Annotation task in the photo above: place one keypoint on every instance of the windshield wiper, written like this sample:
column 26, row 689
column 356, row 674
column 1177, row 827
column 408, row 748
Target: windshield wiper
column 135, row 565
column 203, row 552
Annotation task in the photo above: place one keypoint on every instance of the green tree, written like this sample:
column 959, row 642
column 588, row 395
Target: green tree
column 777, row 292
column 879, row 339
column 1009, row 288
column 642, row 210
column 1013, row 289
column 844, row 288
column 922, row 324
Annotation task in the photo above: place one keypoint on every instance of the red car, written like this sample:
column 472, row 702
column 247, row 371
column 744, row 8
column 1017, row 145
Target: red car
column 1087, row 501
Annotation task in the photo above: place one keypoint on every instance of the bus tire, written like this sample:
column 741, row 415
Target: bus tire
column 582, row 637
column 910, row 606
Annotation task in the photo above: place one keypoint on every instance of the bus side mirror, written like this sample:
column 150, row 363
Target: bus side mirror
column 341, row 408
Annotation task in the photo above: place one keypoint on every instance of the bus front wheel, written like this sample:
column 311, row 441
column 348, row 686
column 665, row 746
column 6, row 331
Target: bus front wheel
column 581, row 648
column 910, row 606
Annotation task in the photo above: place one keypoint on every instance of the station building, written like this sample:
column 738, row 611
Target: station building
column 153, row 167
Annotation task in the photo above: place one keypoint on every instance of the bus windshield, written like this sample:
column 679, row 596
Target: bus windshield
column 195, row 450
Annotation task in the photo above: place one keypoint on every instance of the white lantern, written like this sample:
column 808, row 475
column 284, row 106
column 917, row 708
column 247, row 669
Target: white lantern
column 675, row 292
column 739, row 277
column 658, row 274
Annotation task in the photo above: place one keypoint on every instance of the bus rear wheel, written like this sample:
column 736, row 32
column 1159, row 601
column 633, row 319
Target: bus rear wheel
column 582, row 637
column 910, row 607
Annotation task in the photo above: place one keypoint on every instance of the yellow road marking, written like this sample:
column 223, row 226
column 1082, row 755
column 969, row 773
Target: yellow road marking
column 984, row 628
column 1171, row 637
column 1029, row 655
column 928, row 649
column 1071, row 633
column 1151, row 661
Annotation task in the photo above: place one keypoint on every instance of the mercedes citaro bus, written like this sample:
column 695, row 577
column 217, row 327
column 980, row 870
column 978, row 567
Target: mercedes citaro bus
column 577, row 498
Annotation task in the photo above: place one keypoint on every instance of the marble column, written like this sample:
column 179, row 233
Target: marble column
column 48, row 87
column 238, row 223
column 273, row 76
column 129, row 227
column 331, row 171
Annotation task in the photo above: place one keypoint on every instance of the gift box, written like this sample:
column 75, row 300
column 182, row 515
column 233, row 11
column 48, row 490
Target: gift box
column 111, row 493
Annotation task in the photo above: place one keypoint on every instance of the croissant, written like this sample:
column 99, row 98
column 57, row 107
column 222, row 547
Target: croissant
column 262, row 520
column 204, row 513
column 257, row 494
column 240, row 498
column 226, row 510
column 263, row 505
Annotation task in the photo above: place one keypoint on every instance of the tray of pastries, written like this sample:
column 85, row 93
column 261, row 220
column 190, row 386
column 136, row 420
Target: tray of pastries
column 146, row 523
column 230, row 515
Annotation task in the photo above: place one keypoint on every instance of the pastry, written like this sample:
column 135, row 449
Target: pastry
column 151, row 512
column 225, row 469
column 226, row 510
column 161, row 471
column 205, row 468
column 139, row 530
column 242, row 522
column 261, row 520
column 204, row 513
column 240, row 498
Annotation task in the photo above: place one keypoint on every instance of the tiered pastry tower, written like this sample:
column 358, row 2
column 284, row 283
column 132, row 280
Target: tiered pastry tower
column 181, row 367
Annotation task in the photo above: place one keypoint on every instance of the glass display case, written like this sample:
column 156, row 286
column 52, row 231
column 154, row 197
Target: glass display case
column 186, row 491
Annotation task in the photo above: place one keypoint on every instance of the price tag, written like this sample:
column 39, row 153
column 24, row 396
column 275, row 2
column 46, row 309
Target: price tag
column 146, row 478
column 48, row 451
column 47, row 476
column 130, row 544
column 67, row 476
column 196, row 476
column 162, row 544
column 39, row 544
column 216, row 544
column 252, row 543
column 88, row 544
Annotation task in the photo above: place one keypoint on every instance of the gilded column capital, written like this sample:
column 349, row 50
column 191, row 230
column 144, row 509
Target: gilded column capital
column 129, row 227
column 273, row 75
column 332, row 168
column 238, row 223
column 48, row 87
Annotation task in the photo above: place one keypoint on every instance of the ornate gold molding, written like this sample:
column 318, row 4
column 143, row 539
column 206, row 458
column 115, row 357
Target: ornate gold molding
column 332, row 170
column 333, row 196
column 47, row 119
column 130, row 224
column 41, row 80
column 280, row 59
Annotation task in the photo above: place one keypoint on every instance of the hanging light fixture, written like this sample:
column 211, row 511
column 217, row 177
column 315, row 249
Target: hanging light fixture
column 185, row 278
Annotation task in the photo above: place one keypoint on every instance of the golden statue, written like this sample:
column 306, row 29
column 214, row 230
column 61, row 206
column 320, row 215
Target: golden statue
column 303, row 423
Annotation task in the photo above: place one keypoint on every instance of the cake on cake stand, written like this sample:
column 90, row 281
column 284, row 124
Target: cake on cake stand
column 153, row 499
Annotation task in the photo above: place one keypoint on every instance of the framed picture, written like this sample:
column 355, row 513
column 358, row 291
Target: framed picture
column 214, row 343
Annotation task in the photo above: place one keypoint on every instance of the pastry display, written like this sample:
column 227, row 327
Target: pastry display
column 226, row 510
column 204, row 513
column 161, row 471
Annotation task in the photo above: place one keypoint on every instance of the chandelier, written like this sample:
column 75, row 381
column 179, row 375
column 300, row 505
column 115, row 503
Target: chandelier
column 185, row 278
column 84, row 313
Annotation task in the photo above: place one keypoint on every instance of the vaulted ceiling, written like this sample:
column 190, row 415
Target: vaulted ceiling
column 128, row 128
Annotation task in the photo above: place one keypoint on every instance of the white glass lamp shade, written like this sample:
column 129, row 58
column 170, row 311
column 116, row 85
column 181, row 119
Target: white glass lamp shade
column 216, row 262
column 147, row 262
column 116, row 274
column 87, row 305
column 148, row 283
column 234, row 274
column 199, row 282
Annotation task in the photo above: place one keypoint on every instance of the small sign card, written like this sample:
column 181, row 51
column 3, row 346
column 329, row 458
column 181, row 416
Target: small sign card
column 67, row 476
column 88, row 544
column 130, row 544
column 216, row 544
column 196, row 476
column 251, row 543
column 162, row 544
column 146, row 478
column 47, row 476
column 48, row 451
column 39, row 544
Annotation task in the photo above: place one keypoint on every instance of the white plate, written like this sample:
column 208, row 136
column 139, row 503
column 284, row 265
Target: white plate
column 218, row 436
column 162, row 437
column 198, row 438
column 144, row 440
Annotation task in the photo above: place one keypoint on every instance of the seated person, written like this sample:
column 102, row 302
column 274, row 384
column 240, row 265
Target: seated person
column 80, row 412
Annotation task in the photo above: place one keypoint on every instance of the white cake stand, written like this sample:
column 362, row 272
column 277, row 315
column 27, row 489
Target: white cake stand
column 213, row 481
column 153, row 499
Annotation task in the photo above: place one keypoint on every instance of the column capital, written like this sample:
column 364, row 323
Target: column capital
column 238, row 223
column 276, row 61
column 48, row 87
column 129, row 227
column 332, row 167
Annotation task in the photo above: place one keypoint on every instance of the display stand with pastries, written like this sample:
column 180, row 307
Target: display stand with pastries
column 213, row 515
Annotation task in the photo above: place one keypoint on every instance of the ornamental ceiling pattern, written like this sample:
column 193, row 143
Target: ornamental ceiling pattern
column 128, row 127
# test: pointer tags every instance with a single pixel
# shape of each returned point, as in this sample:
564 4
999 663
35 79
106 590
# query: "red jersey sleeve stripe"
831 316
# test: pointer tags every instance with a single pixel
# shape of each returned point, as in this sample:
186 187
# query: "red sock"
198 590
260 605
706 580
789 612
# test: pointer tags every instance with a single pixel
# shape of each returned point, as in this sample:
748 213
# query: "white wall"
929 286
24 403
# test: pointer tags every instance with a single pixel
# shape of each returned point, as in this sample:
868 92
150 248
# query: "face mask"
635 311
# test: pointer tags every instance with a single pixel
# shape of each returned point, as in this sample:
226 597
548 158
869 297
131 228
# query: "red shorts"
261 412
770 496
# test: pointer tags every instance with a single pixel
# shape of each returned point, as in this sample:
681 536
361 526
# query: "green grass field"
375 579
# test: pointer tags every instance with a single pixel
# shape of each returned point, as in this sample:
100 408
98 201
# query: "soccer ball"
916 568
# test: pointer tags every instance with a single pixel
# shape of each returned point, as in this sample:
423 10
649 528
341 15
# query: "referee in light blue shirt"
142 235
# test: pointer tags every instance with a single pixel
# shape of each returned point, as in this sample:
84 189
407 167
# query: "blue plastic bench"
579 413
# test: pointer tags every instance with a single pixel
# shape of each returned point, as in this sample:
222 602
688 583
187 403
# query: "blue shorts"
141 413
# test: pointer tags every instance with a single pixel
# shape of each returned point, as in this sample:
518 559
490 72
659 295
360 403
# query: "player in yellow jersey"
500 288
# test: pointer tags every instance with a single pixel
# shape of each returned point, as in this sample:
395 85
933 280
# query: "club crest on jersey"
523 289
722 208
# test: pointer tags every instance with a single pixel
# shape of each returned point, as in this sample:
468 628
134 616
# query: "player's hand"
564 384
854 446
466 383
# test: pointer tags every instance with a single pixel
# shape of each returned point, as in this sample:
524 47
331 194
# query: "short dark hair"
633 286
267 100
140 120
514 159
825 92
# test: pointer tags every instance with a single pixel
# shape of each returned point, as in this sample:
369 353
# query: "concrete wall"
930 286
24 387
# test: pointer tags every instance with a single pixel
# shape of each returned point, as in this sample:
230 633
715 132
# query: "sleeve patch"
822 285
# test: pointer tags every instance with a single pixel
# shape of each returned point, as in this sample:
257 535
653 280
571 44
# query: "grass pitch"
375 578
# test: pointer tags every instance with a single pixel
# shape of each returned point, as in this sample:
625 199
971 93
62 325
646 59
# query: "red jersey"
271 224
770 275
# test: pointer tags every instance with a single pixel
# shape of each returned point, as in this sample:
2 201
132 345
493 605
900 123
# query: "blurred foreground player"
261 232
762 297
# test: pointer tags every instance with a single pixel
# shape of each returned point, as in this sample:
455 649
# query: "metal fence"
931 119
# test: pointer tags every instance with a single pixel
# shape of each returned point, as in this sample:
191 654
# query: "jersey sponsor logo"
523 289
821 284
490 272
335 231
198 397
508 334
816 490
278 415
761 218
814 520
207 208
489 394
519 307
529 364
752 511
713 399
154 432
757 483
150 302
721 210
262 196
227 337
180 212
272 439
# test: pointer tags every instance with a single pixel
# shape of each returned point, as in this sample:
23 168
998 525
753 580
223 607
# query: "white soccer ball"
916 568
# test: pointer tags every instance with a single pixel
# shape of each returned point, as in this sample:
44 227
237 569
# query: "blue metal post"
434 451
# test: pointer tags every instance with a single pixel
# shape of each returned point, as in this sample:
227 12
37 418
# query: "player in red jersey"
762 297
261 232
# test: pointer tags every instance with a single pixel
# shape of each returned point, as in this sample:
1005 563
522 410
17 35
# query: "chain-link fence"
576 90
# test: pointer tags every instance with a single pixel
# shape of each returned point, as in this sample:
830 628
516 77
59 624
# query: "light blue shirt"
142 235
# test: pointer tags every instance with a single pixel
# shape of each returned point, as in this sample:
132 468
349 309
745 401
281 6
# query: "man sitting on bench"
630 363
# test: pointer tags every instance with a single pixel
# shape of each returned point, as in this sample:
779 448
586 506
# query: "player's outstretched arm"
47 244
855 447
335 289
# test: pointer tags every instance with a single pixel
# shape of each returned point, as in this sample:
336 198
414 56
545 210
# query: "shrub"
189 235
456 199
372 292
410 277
:::
- [Work request]
Output the lines of the records above exactly as they appear, from the line containing "column 208, row 136" through the line containing "column 180, row 307".

- [Problem solution]
column 208, row 136
column 139, row 503
column 284, row 265
Target: white plate
column 218, row 436
column 162, row 437
column 198, row 438
column 144, row 440
Annotation task in the photo above: place one keypoint on every instance of the seated person, written like this sample:
column 102, row 302
column 274, row 384
column 240, row 265
Target: seated person
column 80, row 412
Annotation task in the photo above: place one keypoint on every instance of the white cake stand, written like this sample:
column 362, row 272
column 277, row 315
column 27, row 489
Target: white cake stand
column 213, row 481
column 153, row 499
Annotation task in the photo above: place one keypoint on every instance of the column capital, written like this sample:
column 364, row 323
Target: column capital
column 238, row 223
column 276, row 61
column 48, row 87
column 129, row 227
column 332, row 167
Annotation task in the photo above: place one keypoint on every instance of the display stand with pastries, written like this sample:
column 180, row 307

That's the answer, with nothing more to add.